--- start of Supplied passage ---
CS 537 Notes, Section #9: Message Systems
Nothing in OSTEP on this topic.
There is coverage of this topic in
in Silberschatz's Operating Systems Concepts,
Chapter 3, Sections 3.4.2 and pages 148-150
Up until now, discussion has been about communication
using shared data. Messages provide for communication
without shared data. One process or the other owns the data,
never two at the same time.
This kinds of communication is used heavily in the parallel programming
community (with
MPI).
Message = a piece of information that is passed from
one process to another.
Mailbox = a place where messages are stored between the
time they are sent and the time they are received.
Operations:
-
Send: place a message in a mailbox. If the
mailbox is full, wait until there is enough space in
the mailbox.
-
Receive: remove a message from a mailbox. If
the mailbox is empty, then wait until a message is placed
in it.
Is there really no shared data?
There are two general styles of message communication:
-
1-way: messages flow in a single direction (Unix pipes,
or producer/consumer):
-
2-way: messages flow in circles (remote procedure call,
or client/server):
Producer & consumer example:
Producer
|
Consumer
|
int buffer1[1000];
while (1) {
-- prepare buffer1 --
mbox.send(buffer1);
};
|
int buffer2[1000];
while (1) {
mbox.receive(buffer2);
-- process buffer2 --
};
|
Note that buffer recycling is implicit, whereas it was explicit in
the semaphore implementation.
--- end of Supplied passage ---
--- start of Data lines ---
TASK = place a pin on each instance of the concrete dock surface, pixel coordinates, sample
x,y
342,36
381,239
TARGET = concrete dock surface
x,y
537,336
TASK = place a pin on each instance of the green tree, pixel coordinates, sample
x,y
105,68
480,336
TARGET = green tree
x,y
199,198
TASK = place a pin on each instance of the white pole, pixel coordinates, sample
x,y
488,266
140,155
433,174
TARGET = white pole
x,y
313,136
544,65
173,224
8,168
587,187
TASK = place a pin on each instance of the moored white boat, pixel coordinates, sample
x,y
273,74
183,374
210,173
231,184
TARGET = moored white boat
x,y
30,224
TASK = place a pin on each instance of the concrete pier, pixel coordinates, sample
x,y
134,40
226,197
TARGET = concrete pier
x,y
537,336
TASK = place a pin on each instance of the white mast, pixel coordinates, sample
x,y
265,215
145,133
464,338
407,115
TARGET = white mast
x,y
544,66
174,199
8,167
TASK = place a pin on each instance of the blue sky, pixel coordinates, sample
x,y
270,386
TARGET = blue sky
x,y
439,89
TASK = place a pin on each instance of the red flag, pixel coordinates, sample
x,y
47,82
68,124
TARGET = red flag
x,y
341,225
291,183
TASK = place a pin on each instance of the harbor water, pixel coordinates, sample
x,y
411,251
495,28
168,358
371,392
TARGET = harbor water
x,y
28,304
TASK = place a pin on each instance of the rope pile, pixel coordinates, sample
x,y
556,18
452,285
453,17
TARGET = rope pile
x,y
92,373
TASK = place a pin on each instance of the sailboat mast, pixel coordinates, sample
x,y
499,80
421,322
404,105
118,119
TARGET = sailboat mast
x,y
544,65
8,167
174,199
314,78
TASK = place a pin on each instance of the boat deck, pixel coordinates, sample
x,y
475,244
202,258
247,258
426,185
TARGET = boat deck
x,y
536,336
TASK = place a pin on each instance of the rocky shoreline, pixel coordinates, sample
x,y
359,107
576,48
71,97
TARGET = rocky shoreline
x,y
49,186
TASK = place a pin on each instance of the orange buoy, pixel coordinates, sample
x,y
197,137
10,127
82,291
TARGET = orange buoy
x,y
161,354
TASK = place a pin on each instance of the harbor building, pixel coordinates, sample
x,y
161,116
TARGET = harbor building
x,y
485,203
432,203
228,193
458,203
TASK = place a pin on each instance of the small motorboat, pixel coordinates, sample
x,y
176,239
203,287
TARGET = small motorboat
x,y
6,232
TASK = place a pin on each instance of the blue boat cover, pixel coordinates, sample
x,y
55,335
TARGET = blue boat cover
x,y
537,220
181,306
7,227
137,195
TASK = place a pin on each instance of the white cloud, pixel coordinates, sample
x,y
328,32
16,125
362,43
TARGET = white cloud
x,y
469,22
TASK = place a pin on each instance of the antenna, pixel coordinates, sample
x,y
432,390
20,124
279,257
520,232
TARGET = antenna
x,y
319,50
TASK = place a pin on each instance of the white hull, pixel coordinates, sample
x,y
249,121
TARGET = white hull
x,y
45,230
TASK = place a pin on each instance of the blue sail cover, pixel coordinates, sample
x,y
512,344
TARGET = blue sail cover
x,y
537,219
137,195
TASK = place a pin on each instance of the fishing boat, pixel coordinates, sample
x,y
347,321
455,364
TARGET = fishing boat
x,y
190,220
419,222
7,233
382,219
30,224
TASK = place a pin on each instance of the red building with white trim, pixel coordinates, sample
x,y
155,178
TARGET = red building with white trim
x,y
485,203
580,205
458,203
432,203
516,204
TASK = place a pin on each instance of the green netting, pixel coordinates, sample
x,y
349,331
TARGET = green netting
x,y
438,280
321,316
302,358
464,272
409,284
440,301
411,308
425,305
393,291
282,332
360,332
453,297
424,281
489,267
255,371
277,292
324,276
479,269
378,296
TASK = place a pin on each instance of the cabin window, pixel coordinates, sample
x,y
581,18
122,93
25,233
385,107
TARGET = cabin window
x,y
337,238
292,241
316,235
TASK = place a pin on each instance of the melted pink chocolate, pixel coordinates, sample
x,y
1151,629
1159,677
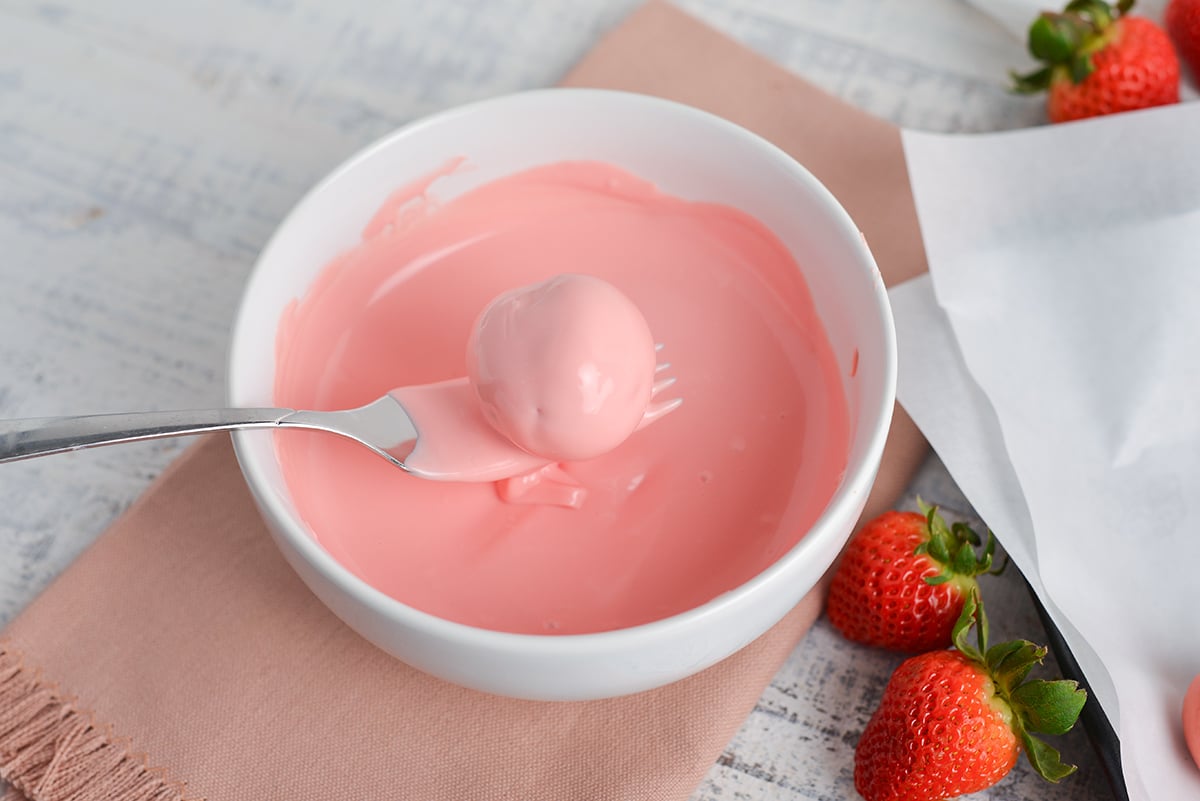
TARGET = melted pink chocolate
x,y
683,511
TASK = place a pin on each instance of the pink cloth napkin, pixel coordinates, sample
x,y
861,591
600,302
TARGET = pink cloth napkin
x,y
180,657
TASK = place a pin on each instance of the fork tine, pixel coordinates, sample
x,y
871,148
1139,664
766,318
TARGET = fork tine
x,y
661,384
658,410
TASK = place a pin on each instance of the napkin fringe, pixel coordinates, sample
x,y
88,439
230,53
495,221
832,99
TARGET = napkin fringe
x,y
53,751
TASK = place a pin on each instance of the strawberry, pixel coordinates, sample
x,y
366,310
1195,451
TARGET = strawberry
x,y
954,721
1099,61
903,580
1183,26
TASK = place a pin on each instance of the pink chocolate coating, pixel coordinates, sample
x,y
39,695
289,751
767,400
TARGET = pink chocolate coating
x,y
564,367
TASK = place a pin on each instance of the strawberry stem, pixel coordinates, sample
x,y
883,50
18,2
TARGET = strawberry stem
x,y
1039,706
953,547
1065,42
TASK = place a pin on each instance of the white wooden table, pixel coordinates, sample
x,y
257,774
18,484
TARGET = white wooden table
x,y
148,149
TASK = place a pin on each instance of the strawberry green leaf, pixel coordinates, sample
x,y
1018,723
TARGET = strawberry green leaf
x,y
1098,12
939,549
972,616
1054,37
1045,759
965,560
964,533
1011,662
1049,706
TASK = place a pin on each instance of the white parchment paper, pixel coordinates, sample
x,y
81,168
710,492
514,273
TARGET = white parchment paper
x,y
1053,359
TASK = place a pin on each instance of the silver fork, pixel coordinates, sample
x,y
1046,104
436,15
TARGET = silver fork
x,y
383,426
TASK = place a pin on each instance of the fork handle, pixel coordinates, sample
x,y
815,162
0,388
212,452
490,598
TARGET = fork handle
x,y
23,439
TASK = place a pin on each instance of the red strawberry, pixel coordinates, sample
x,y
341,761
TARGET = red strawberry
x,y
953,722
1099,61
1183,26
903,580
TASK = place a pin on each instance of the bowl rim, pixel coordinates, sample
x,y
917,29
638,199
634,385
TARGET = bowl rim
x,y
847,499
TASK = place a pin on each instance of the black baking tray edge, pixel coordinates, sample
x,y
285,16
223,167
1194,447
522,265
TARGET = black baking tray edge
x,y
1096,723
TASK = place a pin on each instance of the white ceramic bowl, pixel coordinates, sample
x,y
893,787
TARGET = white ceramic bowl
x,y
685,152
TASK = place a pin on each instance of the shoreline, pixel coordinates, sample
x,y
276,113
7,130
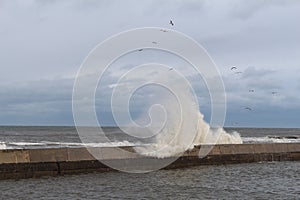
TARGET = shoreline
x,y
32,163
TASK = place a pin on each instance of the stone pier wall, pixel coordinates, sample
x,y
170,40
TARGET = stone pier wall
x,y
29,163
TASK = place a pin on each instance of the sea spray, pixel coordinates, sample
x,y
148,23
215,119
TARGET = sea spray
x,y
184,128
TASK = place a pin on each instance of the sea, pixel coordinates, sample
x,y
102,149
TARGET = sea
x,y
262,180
--- end of Data lines ---
--- start of Data lines ---
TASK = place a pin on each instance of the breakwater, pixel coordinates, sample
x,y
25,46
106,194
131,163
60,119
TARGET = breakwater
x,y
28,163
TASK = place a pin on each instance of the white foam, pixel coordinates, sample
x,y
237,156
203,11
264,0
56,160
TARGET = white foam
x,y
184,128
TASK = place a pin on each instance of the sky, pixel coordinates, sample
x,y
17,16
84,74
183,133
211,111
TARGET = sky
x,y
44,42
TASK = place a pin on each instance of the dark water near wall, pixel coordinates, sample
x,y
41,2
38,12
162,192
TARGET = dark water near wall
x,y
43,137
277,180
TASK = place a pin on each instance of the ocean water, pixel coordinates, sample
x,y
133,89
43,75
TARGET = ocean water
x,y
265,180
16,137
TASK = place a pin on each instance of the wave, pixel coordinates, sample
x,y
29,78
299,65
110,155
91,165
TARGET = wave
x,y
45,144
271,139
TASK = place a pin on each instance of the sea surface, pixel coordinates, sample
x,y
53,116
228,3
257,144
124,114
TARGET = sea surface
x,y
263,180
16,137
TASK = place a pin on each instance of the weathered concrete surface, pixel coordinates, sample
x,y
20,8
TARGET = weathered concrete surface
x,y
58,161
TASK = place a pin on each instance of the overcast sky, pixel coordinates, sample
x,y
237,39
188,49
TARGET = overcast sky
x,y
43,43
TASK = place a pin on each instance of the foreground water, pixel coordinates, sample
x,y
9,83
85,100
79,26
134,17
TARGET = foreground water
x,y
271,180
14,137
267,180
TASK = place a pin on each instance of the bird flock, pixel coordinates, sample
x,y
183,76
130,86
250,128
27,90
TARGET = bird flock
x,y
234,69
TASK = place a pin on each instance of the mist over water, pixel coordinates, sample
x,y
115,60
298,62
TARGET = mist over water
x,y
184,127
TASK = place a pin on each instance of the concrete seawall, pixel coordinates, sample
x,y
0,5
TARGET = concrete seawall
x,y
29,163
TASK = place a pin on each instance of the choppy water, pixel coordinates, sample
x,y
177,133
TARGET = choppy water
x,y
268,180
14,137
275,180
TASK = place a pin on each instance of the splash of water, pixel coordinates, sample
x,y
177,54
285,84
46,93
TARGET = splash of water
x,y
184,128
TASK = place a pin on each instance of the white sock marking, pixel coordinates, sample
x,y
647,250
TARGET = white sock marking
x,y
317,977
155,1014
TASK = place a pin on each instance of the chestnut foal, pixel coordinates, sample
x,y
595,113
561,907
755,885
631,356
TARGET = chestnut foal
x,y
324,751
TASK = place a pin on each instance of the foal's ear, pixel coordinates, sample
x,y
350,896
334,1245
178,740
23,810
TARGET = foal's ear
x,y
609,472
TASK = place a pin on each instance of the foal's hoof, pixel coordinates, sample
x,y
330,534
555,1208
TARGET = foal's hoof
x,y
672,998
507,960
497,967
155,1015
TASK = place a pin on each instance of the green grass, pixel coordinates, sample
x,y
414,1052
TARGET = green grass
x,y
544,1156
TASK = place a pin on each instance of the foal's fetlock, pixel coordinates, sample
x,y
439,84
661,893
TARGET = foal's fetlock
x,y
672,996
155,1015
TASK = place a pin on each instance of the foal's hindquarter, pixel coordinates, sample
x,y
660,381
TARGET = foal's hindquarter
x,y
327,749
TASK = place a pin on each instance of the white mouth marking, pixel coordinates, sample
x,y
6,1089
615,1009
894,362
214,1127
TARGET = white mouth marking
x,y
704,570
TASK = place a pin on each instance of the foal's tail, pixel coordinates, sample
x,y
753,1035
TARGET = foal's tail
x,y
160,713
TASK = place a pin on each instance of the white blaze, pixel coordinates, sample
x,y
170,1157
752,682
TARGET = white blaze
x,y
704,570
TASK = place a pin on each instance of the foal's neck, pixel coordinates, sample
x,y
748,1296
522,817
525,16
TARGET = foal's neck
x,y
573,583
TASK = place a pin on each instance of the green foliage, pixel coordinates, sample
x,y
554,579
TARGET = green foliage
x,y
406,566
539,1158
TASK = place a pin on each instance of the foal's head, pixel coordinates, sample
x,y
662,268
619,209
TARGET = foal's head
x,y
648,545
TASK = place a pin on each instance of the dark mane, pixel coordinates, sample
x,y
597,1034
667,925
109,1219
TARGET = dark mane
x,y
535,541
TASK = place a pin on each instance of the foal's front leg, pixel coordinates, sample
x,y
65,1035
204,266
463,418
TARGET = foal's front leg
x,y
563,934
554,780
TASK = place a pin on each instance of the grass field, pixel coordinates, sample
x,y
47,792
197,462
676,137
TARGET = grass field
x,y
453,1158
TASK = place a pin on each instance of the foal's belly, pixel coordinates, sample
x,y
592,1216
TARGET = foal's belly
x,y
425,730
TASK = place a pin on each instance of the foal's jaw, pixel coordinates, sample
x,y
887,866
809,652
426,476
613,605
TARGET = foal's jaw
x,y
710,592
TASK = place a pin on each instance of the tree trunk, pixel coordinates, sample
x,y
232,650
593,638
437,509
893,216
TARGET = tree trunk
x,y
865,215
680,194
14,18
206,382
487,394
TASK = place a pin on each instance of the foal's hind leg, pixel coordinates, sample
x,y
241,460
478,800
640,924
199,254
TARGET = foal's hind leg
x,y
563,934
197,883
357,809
--- end of Data lines ---
▶ **Set exercise 1**:
Please condense the paragraph of the message systems notes that begins "Up until now, discussion has been about communication" into a short bulleted list that keeps its main facts.
▶ **Set exercise 2**:
Resume the message systems notes after their final sentence, which contrasts implicit and explicit buffer recycling, and carry the discussion forward.

▶ **Task answer 1**:
- Earlier discussion covered communication through shared data.
- Messages allow communication without shared data.
- One process or the other owns the data, never two at the same time.

▶ **Task answer 2**:
Client & Server example:
Client
|
Server
|
int buffer1[1000];
mbox1.send("read rutabaga");
mbox2.receive(buffer);
|
int buffer2[1000];
int command[1000];
mbox1.receive(command);
-- decode command --
-- read file into buffer2 --
mbox2.send(buffer2);
|
Note that this looks a lot like a procedure call and return.
Explain the various analogs between procedure calls and
message operations:
-
Parameters:
-
Result:
-
Name of procedure:
-
Return address:
Why use messages?
-
Many kinds of applications fit into the model of
processing a sequential flow of information, including
all of the Unix filters.
-
The component parties can be totally separate,
except for the mailbox:
-
Less error-prone, because no invisible side effects: no
process has access to another's memory.
-
They might not trust each other (OS vs. user).
-
They might have been written at different times
by different programmers who knew nothing about each other.
-
They might be running on different processors
on a network, so procedure calls are out of the question.
Which is more powerful, messages or monitors?
Message systems vary along several dimensions:
-
Relationship between mailboxes and processes:
-
One mailbox per process, use process name
in send and receive (simple but restrictive).
-
No strict mailbox-process association, use
mailbox name (can have multiple mailboxes per process,
can pass mailboxes from process to process, but trickier
to implement) [Unix].
-
Extent of buffering:
-
Buffering (more efficient for large transfers
when sender and receiver run at varying speeds).
-
None -- rendezvous protocols (simple, OK for
call-return type communication, know that message was
received).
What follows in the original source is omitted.